— begin SOURCE DATA —
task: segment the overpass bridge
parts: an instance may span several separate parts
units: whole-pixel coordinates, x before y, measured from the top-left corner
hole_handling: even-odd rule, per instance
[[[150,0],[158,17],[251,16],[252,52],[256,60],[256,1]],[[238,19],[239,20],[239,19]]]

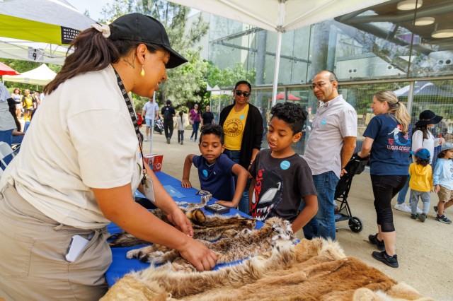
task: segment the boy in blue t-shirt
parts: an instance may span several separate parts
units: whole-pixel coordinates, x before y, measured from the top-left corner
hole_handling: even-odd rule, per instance
[[[250,215],[264,220],[273,216],[292,223],[295,233],[316,214],[318,198],[308,164],[292,149],[302,137],[307,113],[298,105],[279,103],[270,111],[269,148],[261,150],[250,167]],[[302,199],[305,206],[299,212]]]
[[[192,187],[189,177],[193,163],[198,169],[201,189],[212,194],[212,196],[219,200],[217,203],[229,208],[237,207],[246,188],[248,173],[222,153],[225,149],[222,127],[217,124],[204,126],[198,147],[201,156],[190,154],[185,157],[181,186],[185,188]],[[236,189],[235,176],[238,178]]]

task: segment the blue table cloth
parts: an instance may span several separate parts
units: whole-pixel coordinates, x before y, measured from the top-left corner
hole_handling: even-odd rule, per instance
[[[200,196],[196,194],[198,190],[195,188],[183,188],[181,186],[181,182],[178,179],[176,179],[163,172],[156,172],[156,176],[159,179],[165,189],[170,194],[173,199],[176,201],[185,201],[188,203],[200,203],[201,201]],[[144,196],[139,191],[135,192],[135,196],[144,198]],[[215,200],[210,201],[208,203],[213,203]],[[206,215],[211,215],[212,213],[207,212],[202,209]],[[234,216],[236,214],[240,214],[241,216],[250,218],[249,216],[244,214],[243,213],[231,208],[229,213],[225,216]],[[257,228],[260,228],[263,225],[261,222],[257,222]],[[110,223],[108,225],[108,232],[110,234],[119,233],[122,232],[122,230],[114,223]],[[149,264],[140,261],[139,259],[127,259],[126,258],[126,254],[127,252],[132,249],[138,249],[144,245],[138,245],[130,247],[113,247],[112,248],[112,256],[113,261],[110,266],[105,273],[105,278],[109,286],[113,285],[115,283],[122,278],[125,274],[133,271],[140,271],[147,268],[149,266]],[[219,268],[221,266],[226,266],[231,264],[234,264],[235,262],[232,262],[228,264],[220,264],[216,266],[214,269]]]

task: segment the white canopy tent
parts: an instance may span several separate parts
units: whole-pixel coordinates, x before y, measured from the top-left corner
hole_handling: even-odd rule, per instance
[[[23,72],[17,76],[3,76],[4,81],[13,81],[16,83],[29,83],[30,85],[44,85],[49,83],[57,73],[47,67],[47,65],[42,64],[39,67]]]
[[[283,33],[389,0],[168,0],[277,33],[272,105],[275,105]]]
[[[62,65],[67,45],[95,23],[65,0],[0,1],[0,57]]]

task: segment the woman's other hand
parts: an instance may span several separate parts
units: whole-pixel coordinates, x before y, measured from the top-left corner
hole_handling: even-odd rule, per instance
[[[200,272],[212,270],[217,262],[215,253],[195,240],[190,240],[179,253]]]

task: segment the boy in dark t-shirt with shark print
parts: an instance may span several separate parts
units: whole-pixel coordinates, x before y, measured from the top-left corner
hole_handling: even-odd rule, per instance
[[[289,102],[277,104],[270,113],[269,149],[258,153],[249,170],[250,214],[259,220],[273,216],[287,220],[295,233],[318,211],[311,170],[292,148],[302,136],[307,113]],[[305,207],[299,213],[302,198]]]

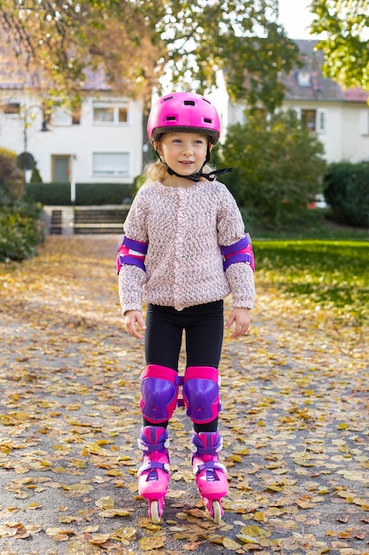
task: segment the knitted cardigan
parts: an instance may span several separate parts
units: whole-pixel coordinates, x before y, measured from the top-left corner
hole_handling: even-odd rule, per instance
[[[188,187],[160,182],[143,186],[124,223],[124,233],[148,243],[146,272],[123,264],[119,278],[123,313],[142,310],[142,301],[186,307],[219,301],[231,292],[234,308],[253,307],[250,264],[232,264],[226,272],[220,246],[243,237],[241,213],[227,187],[200,181]]]

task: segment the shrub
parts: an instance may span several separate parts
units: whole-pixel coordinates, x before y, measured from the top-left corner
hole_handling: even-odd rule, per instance
[[[321,192],[323,153],[317,137],[288,111],[270,119],[250,114],[244,125],[231,125],[214,159],[217,166],[234,168],[220,180],[240,207],[258,226],[281,229],[304,218]]]
[[[20,262],[35,254],[43,241],[42,207],[23,199],[0,207],[0,261]]]
[[[27,192],[36,202],[45,206],[70,206],[71,184],[69,183],[28,183]],[[132,184],[109,183],[77,183],[75,185],[76,206],[101,206],[122,204],[132,196]]]
[[[369,225],[369,165],[335,162],[324,177],[324,196],[337,223]]]
[[[0,205],[19,199],[24,191],[23,172],[17,168],[15,152],[0,148]]]

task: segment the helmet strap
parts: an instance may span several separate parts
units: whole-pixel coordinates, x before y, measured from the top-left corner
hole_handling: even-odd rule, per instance
[[[157,149],[155,149],[155,152],[157,152],[158,158],[159,159],[161,163],[165,166],[166,171],[168,172],[168,174],[170,176],[176,176],[177,177],[181,177],[182,179],[188,179],[189,181],[195,181],[196,183],[200,181],[201,177],[204,177],[208,181],[214,181],[214,179],[215,179],[215,177],[217,176],[219,176],[220,174],[227,174],[230,171],[232,171],[232,168],[223,168],[221,169],[214,169],[212,171],[210,171],[208,174],[203,173],[204,167],[206,166],[206,164],[210,160],[210,145],[209,145],[209,144],[208,144],[208,150],[207,150],[207,152],[206,152],[206,158],[205,158],[205,160],[204,160],[204,164],[200,168],[199,171],[196,171],[195,173],[191,174],[190,176],[181,176],[181,174],[177,174],[176,171],[172,169],[172,168],[170,168],[168,166],[168,164],[161,159],[161,156],[158,153]]]

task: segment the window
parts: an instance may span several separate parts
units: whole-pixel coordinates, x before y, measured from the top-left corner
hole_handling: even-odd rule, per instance
[[[3,106],[4,113],[19,115],[20,113],[20,102],[6,102]]]
[[[72,116],[69,111],[64,110],[60,106],[53,109],[51,114],[52,125],[59,127],[68,127],[72,125]]]
[[[310,131],[327,133],[327,110],[325,108],[301,110],[301,121]]]
[[[117,125],[127,123],[128,108],[127,106],[115,105],[109,102],[94,103],[93,106],[94,123],[110,123]]]
[[[128,152],[93,152],[94,176],[127,176],[129,174]]]
[[[297,82],[300,87],[310,87],[311,80],[308,71],[299,71],[297,73]]]
[[[301,110],[301,121],[310,131],[317,130],[317,111]]]

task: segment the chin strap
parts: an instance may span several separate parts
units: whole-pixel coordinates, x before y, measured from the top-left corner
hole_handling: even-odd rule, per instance
[[[177,176],[177,177],[181,177],[182,179],[189,179],[189,181],[195,181],[196,183],[200,181],[201,177],[204,177],[209,181],[214,181],[217,176],[219,176],[220,174],[227,174],[228,172],[232,171],[232,168],[223,168],[222,169],[214,169],[213,171],[210,171],[208,174],[204,174],[200,169],[200,171],[196,171],[195,172],[195,174],[191,174],[190,176],[181,176],[181,174],[177,174],[177,172],[172,169],[172,168],[169,168],[167,164],[165,164],[165,166],[166,171],[170,176]]]
[[[215,177],[217,176],[220,176],[221,174],[227,174],[230,171],[232,171],[232,168],[223,168],[221,169],[213,169],[212,171],[210,171],[208,174],[204,174],[203,173],[203,168],[205,164],[208,163],[208,161],[210,160],[210,148],[208,145],[208,152],[206,154],[206,160],[204,162],[203,167],[200,168],[199,171],[196,171],[194,174],[191,174],[190,176],[181,176],[181,174],[177,174],[176,171],[174,171],[173,169],[172,169],[172,168],[169,168],[168,164],[164,161],[161,157],[160,154],[158,153],[158,152],[156,150],[155,151],[157,152],[157,155],[159,159],[159,160],[161,161],[162,164],[164,164],[166,168],[166,171],[168,172],[168,174],[170,176],[176,176],[177,177],[181,177],[182,179],[189,179],[189,181],[195,181],[195,182],[198,182],[200,181],[201,177],[204,177],[205,179],[208,179],[209,181],[214,181]]]

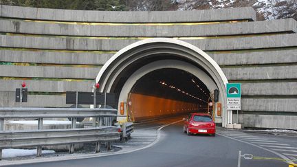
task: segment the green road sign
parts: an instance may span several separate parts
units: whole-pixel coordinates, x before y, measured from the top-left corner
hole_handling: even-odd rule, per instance
[[[227,84],[227,98],[241,97],[241,83],[228,83]]]

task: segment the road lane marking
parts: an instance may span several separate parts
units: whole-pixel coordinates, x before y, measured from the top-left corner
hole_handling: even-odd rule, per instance
[[[297,147],[292,147],[292,146],[273,146],[273,145],[260,145],[260,146],[267,146],[267,147],[280,148],[297,149]]]
[[[278,142],[276,141],[273,141],[273,140],[258,140],[258,139],[238,139],[238,140],[244,140],[244,141],[254,141],[254,142],[274,142],[274,143],[277,143]]]
[[[297,154],[287,154],[287,153],[284,153],[283,155],[288,155],[288,156],[297,157]]]
[[[289,157],[289,158],[291,158],[291,159],[292,159],[294,162],[297,162],[297,159],[296,157]]]
[[[263,142],[251,142],[254,144],[274,144],[274,145],[281,145],[281,146],[290,146],[289,144],[280,144],[280,143],[263,143]]]
[[[258,146],[258,145],[256,145],[256,144],[252,144],[252,143],[249,143],[249,142],[245,142],[245,141],[243,141],[243,140],[240,140],[235,139],[235,138],[233,138],[233,137],[229,137],[229,136],[227,136],[227,135],[222,135],[222,134],[219,134],[219,133],[217,133],[217,134],[219,135],[221,135],[221,136],[223,136],[223,137],[227,137],[227,138],[229,138],[229,139],[232,139],[232,140],[236,140],[236,141],[238,141],[238,142],[240,142],[245,143],[245,144],[250,144],[250,145],[251,145],[251,146],[253,146],[257,147],[257,148],[261,148],[261,149],[263,149],[263,150],[267,151],[268,151],[268,152],[272,153],[274,153],[274,154],[278,155],[278,156],[280,157],[280,158],[283,159],[284,161],[285,161],[285,162],[287,162],[287,164],[294,164],[294,162],[292,162],[289,158],[288,158],[287,157],[286,157],[286,156],[285,156],[285,155],[282,155],[282,154],[280,154],[280,153],[277,153],[277,152],[276,152],[276,151],[272,151],[272,150],[267,149],[267,148],[264,148],[264,147],[259,146]],[[265,142],[266,142],[266,141],[265,141]],[[275,141],[270,141],[270,142],[275,142]],[[297,152],[297,151],[296,151],[296,152]]]
[[[125,143],[126,144],[150,144],[151,142],[126,142]]]
[[[294,152],[294,153],[297,153],[297,151],[292,151],[292,150],[283,150],[283,149],[276,149],[276,148],[272,148],[272,150],[274,150],[274,151],[285,151],[285,152]]]
[[[256,136],[253,136],[253,135],[227,135],[230,137],[256,137]]]
[[[258,138],[257,137],[234,137],[234,138],[238,138],[238,139],[247,139],[247,140],[267,140],[267,139],[265,139],[265,138],[258,138]]]

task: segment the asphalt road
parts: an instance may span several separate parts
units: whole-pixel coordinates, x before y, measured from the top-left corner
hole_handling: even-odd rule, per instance
[[[178,119],[154,121],[136,126],[140,130],[157,129]],[[241,154],[252,154],[256,157],[252,159],[241,158],[241,166],[288,166],[287,163],[281,161],[281,157],[267,150],[274,149],[273,151],[275,153],[283,155],[283,153],[277,150],[285,150],[282,148],[284,146],[297,147],[296,137],[275,136],[223,129],[218,129],[215,137],[202,135],[188,136],[183,133],[182,126],[183,123],[180,122],[164,127],[161,130],[160,140],[157,143],[150,148],[133,153],[83,159],[32,164],[21,166],[229,167],[238,166],[239,151],[241,151]],[[267,146],[272,146],[272,148],[266,146],[265,144],[267,144]],[[297,154],[294,153],[294,150],[289,151],[291,152],[288,153],[291,155]]]

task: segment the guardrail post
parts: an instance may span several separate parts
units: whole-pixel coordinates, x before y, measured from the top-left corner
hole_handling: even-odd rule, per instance
[[[124,141],[126,141],[126,123],[123,123],[123,140]]]
[[[239,151],[239,159],[237,162],[237,167],[241,167],[241,151]]]
[[[76,127],[76,118],[72,118],[72,129],[75,129]],[[74,153],[74,144],[70,144],[69,153],[72,154]]]
[[[103,124],[103,118],[102,117],[99,118],[98,124],[99,124],[99,127],[102,126]]]
[[[4,131],[4,118],[0,118],[0,131]],[[0,160],[2,160],[2,149],[0,149]]]
[[[38,118],[38,130],[43,129],[43,118]],[[41,157],[41,155],[42,155],[42,146],[37,146],[36,156]]]
[[[95,153],[98,153],[100,152],[100,143],[99,142],[97,142],[96,147],[95,147]]]
[[[98,124],[97,124],[96,126],[97,127],[101,126],[102,126],[102,124],[101,124],[102,122],[102,122],[102,117],[97,118],[96,120],[98,120]],[[96,143],[95,153],[98,153],[100,152],[100,143],[99,142],[97,142]]]

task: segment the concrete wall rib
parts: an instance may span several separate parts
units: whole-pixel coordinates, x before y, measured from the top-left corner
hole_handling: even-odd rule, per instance
[[[166,12],[115,12],[34,8],[1,5],[1,16],[28,19],[113,22],[160,23],[256,20],[252,8]]]
[[[0,65],[1,76],[94,79],[100,67]]]
[[[0,49],[0,61],[104,65],[113,55],[113,54],[47,52]]]
[[[297,78],[297,65],[222,68],[228,80],[272,80]]]
[[[297,82],[241,83],[243,96],[296,96]]]
[[[14,91],[20,87],[21,80],[0,80],[0,91]],[[55,80],[30,80],[25,81],[28,91],[59,92],[66,91],[91,91],[94,81],[55,81]]]
[[[297,98],[268,99],[268,98],[242,98],[242,111],[265,112],[296,112]]]
[[[236,115],[234,119],[236,120]],[[240,115],[240,122],[246,127],[296,129],[297,116],[294,115],[269,115],[258,114]],[[285,123],[284,123],[285,122]]]
[[[81,36],[201,36],[297,32],[293,19],[197,25],[85,25],[0,20],[0,32]],[[112,28],[111,28],[112,27]],[[244,27],[244,28],[242,28]]]
[[[139,40],[62,38],[0,35],[1,47],[51,49],[120,50]],[[183,40],[202,50],[232,50],[297,46],[297,34],[248,38]]]
[[[297,63],[297,49],[245,53],[208,54],[219,65]],[[0,49],[0,61],[17,63],[104,65],[113,54],[67,53]]]
[[[208,54],[220,65],[297,63],[297,49]]]

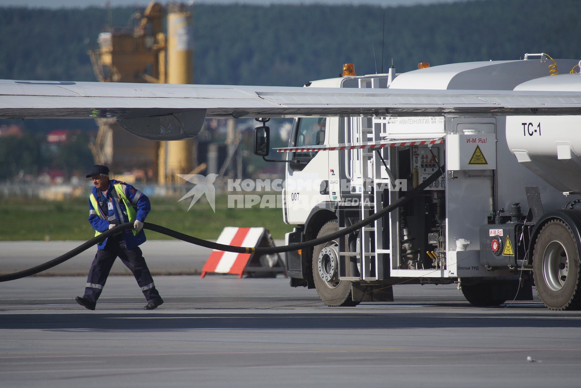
— end SOURCE DATA —
Express the entries from the line with "task: segment the concrete wall rib" to the line with "[[[297,82],[241,83],[243,96],[296,96]]]" as a two-column CSV with the headers instruction and polygons. Give one row per entry, with its text and its answer each in a single quoted field and line breaks replaced by spaces.

instruction,polygons
"task: segment the concrete wall rib parts: an instance may span several separate parts units: whole-pixel coordinates, x before y, measured from the top-left corner hole_handling: even-odd rule, per instance","[[[166,12],[115,12],[34,8],[1,5],[1,16],[28,19],[113,22],[160,23],[256,20],[252,8]]] [[[0,65],[1,76],[94,79],[100,67]]] [[[0,49],[0,61],[104,65],[113,55],[113,54],[47,52]]] [[[297,78],[297,65],[222,68],[228,80],[272,80]]] [[[297,82],[241,83],[243,96],[296,96]]]"